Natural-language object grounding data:
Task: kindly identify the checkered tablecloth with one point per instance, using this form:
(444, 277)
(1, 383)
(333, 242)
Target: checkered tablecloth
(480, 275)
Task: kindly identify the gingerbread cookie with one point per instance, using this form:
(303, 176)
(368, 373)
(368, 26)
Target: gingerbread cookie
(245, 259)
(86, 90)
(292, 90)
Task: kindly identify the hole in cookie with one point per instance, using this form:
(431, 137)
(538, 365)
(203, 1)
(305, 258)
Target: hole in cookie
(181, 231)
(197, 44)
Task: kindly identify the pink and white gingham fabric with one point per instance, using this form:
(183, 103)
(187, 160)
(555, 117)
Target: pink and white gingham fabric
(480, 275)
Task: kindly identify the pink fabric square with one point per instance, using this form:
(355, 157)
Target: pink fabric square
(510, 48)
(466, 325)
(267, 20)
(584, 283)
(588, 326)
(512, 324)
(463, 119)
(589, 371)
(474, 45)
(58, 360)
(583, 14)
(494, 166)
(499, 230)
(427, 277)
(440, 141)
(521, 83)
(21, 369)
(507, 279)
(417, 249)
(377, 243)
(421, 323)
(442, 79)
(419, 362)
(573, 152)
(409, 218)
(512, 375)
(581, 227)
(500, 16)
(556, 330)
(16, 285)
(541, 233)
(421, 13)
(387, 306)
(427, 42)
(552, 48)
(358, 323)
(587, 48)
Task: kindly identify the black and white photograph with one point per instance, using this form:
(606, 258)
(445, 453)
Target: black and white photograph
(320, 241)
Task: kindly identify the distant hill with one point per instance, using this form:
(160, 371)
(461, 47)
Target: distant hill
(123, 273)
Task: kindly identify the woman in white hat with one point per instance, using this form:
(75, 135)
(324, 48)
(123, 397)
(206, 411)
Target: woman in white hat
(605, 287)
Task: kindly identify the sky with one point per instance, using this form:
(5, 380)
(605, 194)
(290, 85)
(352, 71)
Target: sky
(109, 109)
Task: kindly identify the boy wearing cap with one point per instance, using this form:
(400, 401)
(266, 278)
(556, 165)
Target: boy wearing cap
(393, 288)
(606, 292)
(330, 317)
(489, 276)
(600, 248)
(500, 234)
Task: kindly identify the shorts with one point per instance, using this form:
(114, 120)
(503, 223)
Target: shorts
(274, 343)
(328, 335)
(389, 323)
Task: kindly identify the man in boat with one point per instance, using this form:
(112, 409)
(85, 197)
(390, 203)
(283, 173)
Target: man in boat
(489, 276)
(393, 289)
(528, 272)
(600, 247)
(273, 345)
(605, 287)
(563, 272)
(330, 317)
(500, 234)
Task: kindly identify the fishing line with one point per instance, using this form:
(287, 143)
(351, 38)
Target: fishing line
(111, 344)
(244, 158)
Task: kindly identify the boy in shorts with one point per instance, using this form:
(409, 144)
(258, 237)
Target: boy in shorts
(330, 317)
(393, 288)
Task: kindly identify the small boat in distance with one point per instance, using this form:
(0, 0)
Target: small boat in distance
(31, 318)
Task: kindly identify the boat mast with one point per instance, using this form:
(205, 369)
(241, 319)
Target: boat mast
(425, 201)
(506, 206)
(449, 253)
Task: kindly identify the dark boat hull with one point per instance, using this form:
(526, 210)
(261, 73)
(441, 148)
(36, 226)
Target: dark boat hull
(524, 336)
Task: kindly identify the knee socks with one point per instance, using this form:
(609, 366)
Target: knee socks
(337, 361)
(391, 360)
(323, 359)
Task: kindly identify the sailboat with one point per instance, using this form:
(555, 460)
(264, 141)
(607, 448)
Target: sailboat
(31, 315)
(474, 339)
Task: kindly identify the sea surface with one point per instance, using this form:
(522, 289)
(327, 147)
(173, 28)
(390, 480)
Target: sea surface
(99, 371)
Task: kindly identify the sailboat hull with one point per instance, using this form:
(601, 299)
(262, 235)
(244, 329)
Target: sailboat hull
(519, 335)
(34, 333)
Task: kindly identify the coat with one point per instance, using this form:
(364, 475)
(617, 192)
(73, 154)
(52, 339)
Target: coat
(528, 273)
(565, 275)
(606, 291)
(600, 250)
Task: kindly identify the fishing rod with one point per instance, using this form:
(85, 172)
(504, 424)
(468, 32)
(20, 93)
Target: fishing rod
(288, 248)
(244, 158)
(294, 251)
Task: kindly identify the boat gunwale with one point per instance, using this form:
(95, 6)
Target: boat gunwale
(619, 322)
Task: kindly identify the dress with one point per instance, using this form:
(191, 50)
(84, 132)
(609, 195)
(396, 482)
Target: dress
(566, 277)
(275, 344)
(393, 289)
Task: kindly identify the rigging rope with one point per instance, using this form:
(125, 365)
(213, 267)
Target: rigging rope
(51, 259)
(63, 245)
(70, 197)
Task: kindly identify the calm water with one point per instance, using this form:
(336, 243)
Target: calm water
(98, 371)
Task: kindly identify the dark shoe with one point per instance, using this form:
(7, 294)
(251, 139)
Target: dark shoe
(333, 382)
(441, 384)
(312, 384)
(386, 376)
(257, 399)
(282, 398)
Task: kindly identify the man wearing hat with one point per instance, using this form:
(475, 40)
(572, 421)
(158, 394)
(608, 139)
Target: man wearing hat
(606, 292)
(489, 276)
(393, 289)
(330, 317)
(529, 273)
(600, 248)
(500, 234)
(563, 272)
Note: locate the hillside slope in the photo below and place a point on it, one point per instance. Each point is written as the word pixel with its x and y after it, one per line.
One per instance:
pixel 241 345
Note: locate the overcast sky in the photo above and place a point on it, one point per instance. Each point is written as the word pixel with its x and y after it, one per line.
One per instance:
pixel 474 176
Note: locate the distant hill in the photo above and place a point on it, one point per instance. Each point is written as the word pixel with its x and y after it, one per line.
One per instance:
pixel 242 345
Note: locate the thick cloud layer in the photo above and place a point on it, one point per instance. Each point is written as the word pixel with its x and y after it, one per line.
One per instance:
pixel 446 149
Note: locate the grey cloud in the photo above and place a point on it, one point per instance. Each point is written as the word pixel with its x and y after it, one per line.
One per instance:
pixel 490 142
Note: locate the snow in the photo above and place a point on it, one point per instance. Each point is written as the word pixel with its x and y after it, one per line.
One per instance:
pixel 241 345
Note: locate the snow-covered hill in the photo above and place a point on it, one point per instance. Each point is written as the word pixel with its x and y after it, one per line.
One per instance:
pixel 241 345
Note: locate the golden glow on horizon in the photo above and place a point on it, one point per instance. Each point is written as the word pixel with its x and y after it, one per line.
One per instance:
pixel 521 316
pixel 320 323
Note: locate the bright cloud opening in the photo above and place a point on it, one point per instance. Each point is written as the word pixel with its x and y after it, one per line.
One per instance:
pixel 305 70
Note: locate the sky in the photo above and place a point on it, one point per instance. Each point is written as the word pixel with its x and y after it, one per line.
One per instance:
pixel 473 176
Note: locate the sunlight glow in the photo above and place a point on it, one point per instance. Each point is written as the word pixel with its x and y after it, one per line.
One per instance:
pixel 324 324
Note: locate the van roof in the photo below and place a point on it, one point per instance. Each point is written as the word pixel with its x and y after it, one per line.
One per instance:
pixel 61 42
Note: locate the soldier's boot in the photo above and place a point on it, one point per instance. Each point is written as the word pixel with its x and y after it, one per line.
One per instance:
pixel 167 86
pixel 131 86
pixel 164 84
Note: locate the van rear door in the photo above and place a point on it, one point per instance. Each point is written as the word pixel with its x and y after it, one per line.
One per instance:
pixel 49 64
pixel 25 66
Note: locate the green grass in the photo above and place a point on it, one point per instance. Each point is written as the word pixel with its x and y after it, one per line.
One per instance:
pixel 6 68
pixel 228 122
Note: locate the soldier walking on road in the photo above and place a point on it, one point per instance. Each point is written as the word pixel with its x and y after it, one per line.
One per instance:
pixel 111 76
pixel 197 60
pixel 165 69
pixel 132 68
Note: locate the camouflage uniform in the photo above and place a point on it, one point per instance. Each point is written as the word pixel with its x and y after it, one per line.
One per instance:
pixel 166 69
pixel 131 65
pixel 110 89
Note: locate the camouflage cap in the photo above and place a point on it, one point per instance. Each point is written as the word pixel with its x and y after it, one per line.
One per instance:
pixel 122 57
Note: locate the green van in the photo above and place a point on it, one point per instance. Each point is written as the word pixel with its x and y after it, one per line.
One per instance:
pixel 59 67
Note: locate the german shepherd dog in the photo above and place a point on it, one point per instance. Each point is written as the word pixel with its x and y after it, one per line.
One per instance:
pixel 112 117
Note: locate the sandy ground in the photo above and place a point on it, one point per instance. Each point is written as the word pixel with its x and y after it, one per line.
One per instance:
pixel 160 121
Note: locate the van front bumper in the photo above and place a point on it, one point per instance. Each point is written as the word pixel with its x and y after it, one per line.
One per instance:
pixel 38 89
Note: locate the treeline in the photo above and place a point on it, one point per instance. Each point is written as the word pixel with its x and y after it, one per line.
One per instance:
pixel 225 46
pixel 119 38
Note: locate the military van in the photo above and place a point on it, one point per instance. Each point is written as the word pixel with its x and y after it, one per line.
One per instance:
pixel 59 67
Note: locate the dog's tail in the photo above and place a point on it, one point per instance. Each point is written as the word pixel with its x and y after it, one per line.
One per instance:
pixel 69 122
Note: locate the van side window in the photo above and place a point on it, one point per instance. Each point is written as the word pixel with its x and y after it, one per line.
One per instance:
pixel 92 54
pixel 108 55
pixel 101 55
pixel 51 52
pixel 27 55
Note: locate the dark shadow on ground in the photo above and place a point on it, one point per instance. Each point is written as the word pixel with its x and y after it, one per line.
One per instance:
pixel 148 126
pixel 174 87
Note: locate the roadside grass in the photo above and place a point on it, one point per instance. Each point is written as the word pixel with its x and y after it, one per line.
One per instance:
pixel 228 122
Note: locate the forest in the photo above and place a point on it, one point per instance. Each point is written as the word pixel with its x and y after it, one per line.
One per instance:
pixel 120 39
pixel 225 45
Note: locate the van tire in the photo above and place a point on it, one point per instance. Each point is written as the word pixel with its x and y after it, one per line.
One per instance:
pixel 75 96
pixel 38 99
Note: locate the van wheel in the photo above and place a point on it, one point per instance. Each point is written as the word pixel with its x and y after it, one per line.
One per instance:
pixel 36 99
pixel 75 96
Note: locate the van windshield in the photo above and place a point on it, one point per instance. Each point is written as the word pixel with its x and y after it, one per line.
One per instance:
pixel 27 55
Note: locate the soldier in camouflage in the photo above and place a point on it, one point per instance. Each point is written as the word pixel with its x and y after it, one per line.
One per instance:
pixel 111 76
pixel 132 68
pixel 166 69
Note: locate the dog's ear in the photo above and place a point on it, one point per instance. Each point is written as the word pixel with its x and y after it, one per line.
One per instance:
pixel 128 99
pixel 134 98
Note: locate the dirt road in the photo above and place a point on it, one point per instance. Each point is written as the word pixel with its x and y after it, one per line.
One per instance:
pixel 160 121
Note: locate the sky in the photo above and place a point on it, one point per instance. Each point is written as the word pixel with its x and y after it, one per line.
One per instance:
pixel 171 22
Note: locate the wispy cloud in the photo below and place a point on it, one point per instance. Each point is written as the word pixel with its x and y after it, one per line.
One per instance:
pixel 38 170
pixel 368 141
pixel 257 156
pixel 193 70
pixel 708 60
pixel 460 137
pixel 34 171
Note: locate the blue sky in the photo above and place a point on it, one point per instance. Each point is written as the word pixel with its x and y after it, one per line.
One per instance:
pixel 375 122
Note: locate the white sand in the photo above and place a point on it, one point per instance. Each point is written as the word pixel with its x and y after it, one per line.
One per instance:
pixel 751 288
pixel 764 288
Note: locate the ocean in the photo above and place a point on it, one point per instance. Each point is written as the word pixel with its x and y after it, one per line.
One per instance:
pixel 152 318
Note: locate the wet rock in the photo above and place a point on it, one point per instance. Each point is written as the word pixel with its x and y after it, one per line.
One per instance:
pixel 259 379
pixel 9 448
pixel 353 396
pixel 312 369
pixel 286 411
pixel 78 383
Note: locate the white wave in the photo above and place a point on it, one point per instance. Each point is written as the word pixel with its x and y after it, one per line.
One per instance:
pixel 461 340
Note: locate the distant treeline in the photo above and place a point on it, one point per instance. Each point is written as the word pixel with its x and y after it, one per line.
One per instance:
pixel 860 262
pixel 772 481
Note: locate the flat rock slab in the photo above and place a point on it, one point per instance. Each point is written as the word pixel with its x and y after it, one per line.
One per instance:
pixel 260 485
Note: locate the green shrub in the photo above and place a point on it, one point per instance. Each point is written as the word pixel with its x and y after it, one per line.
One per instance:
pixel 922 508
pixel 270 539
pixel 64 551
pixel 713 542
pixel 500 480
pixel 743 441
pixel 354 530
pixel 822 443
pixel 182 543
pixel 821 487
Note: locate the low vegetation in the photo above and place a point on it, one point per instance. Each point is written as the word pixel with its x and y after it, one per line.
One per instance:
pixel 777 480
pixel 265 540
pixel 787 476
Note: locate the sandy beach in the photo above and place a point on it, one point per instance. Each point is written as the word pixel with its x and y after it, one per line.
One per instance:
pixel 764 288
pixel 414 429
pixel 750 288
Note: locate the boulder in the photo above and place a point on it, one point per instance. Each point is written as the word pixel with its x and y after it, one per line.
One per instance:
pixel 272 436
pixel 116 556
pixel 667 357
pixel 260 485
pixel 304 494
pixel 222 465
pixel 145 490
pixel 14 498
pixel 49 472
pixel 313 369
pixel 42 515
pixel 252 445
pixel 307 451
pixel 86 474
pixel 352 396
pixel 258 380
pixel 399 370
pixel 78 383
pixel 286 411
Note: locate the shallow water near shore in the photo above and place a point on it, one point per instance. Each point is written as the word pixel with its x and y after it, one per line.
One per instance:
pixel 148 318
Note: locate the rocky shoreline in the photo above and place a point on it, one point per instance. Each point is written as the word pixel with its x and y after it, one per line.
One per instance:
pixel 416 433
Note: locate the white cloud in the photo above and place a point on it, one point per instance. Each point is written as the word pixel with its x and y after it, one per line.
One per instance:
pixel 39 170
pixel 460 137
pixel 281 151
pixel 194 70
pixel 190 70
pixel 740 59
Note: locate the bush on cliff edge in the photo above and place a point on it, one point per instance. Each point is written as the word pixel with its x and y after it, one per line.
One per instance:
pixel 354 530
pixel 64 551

Prompt:
Return every line from the entries that holds the string "snow".

Task solution:
Note: locate the snow in the photo above and place a point on it, one point per instance. Each point is written as the word pixel with its x and y after it, one per line.
Note: locate the snow-covered hill in the photo above and place a point on it, one point per instance. Each point is written as the word pixel with its x and y after it, one per line.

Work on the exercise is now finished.